### TASK INPUTS

= = = = =

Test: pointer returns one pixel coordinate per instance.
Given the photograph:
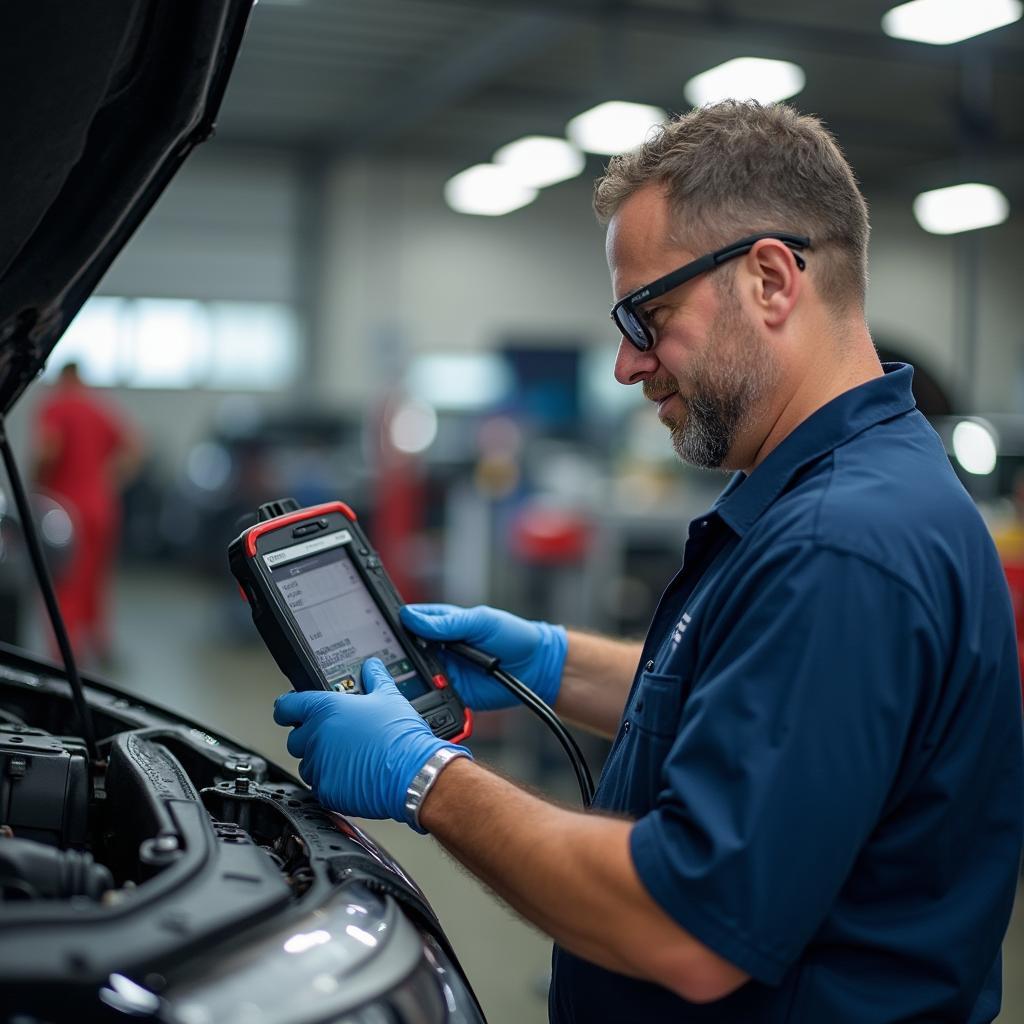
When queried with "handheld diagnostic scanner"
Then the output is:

= = = = =

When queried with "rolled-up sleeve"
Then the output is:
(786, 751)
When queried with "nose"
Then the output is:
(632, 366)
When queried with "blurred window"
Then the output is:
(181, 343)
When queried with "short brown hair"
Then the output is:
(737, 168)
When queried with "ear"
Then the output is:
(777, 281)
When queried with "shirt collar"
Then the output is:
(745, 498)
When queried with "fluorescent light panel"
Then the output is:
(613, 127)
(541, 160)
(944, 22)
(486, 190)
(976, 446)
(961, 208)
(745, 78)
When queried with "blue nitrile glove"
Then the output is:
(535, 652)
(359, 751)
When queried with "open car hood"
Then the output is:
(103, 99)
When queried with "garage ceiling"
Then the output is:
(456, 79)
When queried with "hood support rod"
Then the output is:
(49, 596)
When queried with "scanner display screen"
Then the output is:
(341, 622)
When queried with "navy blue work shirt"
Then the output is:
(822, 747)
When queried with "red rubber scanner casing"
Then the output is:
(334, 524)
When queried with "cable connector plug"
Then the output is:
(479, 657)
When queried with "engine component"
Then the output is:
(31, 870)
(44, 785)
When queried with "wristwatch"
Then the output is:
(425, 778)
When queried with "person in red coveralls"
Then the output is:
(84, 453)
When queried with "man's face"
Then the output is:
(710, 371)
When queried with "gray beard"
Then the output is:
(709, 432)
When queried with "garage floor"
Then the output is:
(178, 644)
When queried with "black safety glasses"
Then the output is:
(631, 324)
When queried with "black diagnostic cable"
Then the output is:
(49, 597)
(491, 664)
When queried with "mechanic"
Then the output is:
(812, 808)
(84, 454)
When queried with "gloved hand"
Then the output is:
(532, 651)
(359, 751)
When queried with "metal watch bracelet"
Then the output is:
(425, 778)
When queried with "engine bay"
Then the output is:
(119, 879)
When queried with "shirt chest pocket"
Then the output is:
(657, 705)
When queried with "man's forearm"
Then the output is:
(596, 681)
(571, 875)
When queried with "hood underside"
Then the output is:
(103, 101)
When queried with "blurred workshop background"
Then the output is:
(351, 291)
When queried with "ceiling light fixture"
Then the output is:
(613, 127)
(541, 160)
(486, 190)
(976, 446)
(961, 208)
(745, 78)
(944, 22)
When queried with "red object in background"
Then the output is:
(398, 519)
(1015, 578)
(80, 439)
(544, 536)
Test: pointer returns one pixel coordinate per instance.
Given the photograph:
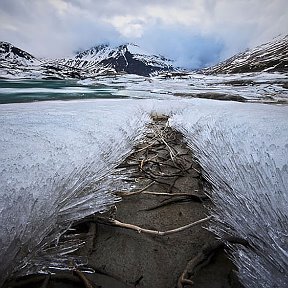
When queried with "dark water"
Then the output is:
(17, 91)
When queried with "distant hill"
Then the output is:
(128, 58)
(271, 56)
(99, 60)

= = = = =

### PROBLEM STATEMENT
Copy out every line of the entries above in which the word "garage" appears.

### COMPLETE OUTPUT
When queried with "garage ceiling"
When queried with "garage floor"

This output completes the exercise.